TEKS PILIHAN

╔══

Nikmati berita interaktif dan LIVE report 24 jam hanya di TribunX
Tribun

Jejak Jaringan Teroris Internasional dari Suku Uighur di Indonesia

Bangsa Uighur adalah keturunan klan Turki yang hidup di Asia Tengah, terutama di provinsi Cina.

Penulis: Srihandriatmo Malau
Editor: Johnson Simanjuntak
zoom-in Jejak Jaringan Teroris Internasional dari Suku Uighur di Indonesia
ST File
Tiga teroris Uighur, Ahmet Mahmud, Altinci Bayyram, dan Abdul Basit Tuzer, di Pengadilan Negeri Jakarta Utara, 13 Juli 2015 (ST File) 

TRIBUNNEWS.COM, JAKARTA - Densus 88 Antiteror Mabes Polri berhasil mengamankan terduga teroris Roni Syamsudi Lubis alias Syafi'i di Jalan Delitua-Patumbak, Dusun III Kuta Dinding, Desa Ajibaho, Kecamatan Biru-biru, Deliserdang, Rabu (21/1//2016).

Syafi'i masuk daftar pencarian orang (DPO) kasus terorisme di Batam.

Setelah menangkap terduga teroris di Tangsel, Payakumbuh, dan Deli Serdang, polisi juga telah menangkap seorang terduga teroris di Kota Batam, Provinsi Kepulauan Riau, Rabu (21/12/2016) sore.

Jubir Mabes Polri, Kepala Bagian Mitra Biro Penmas Divisi Humas Mabes Polri Kombes Pol. Awi Setiyono,‎ mengatakan terduga berinisial HA, 28 tahun, adalah anggota kelompok jaringan teroris Katibah Gigih Rahmat.

Baik Syafi'i dan HA pernah memiliki catatan menyembunyikan dua orang dari Uighur.

Warga negara asing beretnis Uighur, Tiongkok yang siap menjadi "pengantin" alias pelaku bom bunuh diri yang sempat disembunyikan di Batam ini masih terus diburu Densus 88.

╚══

CUPLIKAN DATA
╔══

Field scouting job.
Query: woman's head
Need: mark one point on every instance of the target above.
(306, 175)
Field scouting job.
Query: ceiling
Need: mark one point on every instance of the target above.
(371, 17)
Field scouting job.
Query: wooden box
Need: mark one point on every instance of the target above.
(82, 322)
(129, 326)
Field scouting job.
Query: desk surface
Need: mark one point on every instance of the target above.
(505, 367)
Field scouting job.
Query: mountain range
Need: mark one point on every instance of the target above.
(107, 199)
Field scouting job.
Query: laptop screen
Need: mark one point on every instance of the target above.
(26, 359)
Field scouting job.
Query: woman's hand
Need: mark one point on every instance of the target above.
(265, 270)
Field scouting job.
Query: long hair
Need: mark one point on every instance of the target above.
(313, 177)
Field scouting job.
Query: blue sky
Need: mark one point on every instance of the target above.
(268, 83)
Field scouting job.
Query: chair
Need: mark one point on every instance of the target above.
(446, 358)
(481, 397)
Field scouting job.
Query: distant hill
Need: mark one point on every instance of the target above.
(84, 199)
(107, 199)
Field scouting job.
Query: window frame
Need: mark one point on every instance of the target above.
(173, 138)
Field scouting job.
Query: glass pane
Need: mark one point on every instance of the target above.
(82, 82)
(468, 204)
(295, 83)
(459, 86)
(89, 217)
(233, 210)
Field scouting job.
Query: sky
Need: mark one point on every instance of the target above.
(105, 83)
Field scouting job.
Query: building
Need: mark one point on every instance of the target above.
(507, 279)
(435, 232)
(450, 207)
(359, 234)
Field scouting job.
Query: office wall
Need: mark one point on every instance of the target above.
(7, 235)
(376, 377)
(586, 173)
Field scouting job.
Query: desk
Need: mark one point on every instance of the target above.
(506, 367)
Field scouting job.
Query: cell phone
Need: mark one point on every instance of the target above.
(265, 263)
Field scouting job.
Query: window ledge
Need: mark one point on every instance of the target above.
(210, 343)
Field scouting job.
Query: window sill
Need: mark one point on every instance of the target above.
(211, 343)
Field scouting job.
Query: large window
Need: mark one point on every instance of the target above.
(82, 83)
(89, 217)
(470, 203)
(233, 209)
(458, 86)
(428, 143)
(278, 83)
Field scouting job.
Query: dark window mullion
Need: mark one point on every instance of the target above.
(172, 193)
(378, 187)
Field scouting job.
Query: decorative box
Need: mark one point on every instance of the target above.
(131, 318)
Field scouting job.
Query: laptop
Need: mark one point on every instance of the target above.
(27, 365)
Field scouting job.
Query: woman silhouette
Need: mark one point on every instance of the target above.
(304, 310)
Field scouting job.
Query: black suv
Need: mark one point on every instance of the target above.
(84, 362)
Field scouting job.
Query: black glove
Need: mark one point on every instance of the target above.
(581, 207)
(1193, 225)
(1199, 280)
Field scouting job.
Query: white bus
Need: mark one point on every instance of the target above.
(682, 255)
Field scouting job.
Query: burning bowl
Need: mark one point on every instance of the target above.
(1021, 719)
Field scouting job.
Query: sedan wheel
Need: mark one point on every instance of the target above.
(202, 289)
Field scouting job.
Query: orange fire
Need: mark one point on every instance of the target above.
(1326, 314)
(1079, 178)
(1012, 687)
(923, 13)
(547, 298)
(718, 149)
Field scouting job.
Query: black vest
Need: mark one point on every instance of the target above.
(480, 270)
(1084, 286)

╚══

YANG DIMINTA
Ringkaslah paragraf dalam artikel tentang jaringan teroris Uighur yang dimulai dengan "Jubir Mabes Polri". Fakta utamanya harus tetap ada.

HASIL LATIHAN
Juru bicara Mabes Polri, Kombes Pol. Awi Setiyono, menyatakan bahwa terduga berinisial HA (28 tahun) adalah anggota jaringan teroris Katibah Gigih Rahmat.